-- Start of The records --

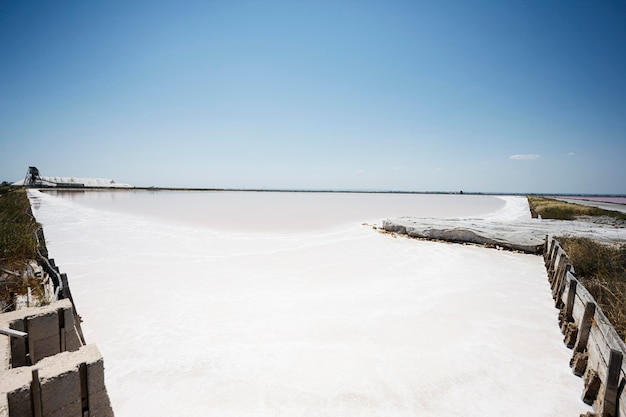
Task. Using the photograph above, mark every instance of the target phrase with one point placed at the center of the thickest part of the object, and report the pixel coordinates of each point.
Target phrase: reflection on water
(284, 211)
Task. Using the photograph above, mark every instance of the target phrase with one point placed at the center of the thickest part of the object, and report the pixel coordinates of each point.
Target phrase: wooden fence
(598, 351)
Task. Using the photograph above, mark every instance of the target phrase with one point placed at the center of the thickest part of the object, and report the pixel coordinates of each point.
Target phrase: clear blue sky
(496, 96)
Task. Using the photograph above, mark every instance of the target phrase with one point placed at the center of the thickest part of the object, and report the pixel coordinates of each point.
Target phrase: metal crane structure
(33, 179)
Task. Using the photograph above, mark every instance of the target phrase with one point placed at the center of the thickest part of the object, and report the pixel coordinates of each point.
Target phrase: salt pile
(197, 320)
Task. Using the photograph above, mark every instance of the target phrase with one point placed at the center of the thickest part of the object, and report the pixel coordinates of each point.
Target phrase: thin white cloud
(525, 157)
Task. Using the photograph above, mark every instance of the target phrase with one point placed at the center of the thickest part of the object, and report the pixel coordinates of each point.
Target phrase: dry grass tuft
(549, 208)
(602, 270)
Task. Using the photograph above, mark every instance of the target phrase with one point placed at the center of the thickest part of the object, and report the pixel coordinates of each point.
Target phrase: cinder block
(43, 334)
(18, 345)
(60, 395)
(19, 402)
(72, 340)
(99, 402)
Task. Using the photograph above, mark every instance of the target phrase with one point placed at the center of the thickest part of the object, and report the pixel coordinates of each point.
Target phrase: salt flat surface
(197, 320)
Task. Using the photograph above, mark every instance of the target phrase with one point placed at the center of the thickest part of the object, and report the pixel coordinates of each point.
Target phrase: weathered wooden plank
(35, 392)
(585, 327)
(571, 296)
(611, 384)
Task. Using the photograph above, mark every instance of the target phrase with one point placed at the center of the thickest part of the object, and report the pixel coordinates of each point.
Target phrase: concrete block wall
(51, 329)
(69, 384)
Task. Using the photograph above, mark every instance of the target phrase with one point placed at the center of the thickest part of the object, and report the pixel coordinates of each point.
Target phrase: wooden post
(571, 297)
(84, 389)
(549, 257)
(30, 346)
(62, 341)
(585, 327)
(560, 287)
(609, 409)
(557, 274)
(35, 394)
(553, 258)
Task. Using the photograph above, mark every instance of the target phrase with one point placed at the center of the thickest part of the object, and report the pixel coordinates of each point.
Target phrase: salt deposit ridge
(286, 305)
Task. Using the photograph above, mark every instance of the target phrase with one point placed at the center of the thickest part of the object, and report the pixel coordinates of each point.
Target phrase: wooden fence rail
(598, 351)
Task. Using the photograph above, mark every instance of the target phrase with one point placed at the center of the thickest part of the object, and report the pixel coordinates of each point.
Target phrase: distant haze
(418, 96)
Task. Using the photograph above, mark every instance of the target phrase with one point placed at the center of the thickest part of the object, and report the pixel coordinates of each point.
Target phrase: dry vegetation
(549, 208)
(602, 270)
(599, 266)
(18, 246)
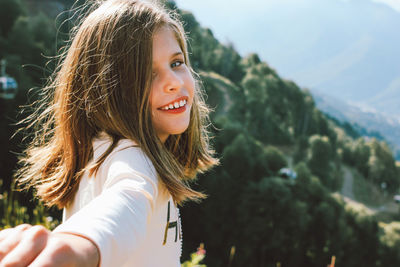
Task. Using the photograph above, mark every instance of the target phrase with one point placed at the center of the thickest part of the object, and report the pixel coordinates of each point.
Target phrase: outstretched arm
(36, 246)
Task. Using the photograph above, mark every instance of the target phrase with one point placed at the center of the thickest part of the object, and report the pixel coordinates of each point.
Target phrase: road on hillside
(347, 192)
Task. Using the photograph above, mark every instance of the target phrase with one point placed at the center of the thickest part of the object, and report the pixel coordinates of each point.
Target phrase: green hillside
(254, 215)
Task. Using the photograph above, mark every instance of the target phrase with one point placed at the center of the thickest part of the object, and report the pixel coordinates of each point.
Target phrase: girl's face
(172, 87)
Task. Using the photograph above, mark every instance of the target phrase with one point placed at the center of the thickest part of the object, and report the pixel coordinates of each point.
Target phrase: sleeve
(116, 219)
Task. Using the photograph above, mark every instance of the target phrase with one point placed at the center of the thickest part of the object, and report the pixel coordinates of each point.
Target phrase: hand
(38, 247)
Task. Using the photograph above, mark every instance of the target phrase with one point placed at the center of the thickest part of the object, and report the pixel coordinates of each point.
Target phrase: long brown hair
(103, 84)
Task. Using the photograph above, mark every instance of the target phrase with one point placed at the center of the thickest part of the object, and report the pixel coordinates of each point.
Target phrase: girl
(123, 135)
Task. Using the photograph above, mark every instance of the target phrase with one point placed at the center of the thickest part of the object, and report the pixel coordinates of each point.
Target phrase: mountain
(367, 122)
(347, 49)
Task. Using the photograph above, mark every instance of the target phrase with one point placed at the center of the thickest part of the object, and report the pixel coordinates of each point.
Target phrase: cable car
(8, 85)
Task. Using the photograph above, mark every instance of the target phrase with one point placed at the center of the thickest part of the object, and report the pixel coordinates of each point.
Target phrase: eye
(177, 63)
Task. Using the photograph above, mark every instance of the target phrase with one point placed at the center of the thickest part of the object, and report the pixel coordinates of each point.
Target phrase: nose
(172, 81)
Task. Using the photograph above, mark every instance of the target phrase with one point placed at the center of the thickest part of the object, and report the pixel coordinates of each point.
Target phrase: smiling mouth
(177, 104)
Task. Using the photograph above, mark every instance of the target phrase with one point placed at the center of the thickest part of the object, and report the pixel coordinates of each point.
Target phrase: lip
(176, 100)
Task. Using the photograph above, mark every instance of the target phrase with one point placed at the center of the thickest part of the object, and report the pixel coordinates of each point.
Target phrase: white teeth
(175, 105)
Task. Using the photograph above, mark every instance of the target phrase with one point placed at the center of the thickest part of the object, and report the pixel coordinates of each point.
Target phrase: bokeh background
(306, 124)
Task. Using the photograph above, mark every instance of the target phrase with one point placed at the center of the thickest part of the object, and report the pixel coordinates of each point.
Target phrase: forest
(275, 199)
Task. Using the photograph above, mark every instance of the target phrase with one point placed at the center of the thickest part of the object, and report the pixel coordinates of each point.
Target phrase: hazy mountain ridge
(366, 121)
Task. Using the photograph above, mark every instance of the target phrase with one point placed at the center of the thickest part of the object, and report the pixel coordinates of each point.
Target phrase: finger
(34, 241)
(12, 238)
(55, 254)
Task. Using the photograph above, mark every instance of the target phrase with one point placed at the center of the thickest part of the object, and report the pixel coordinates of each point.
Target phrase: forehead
(165, 42)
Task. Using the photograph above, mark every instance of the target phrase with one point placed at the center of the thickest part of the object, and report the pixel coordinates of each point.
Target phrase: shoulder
(126, 160)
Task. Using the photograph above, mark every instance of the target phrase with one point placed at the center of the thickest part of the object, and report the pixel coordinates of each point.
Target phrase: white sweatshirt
(126, 210)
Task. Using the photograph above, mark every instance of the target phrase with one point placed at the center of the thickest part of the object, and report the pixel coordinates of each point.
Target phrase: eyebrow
(177, 54)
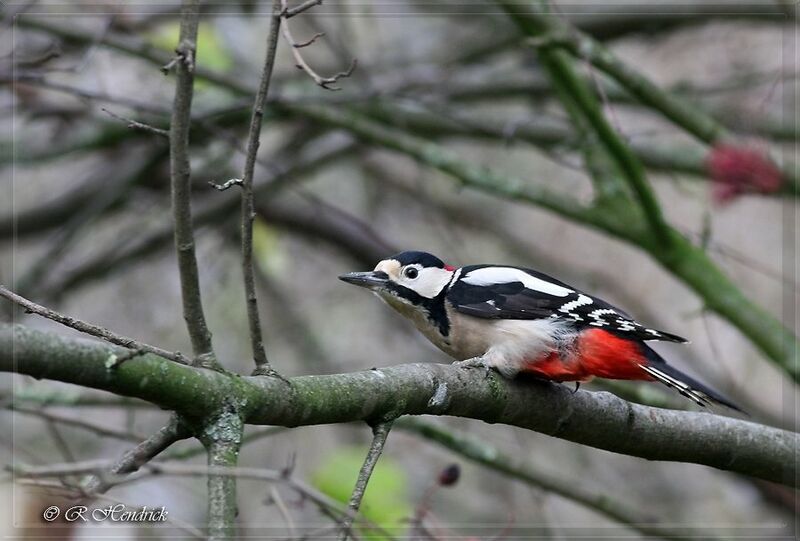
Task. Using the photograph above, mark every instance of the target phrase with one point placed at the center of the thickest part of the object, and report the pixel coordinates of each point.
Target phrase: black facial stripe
(422, 258)
(434, 308)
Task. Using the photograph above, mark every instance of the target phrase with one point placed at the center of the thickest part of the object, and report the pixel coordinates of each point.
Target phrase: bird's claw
(475, 362)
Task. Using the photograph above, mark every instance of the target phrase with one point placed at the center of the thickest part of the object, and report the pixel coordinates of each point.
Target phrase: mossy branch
(596, 419)
(483, 453)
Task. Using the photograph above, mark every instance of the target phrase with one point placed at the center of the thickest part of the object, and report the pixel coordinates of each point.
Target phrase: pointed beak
(370, 279)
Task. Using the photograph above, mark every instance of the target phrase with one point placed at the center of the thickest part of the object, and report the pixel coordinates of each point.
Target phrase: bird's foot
(475, 362)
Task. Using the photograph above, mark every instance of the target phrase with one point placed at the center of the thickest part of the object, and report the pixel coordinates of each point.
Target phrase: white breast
(506, 344)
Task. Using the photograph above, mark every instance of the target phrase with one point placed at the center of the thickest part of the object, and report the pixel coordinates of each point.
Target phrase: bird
(517, 320)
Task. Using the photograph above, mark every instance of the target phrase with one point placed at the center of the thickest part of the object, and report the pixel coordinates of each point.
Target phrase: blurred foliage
(385, 502)
(212, 53)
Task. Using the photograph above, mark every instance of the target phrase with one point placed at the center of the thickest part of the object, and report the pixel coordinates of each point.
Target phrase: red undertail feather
(602, 354)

-- End of The records --

→ Goal
Return every line of the rows above that contains the string "girl", copied in full. Case counts.

→ The output
Target phrase: girl's face
Target phrase: girl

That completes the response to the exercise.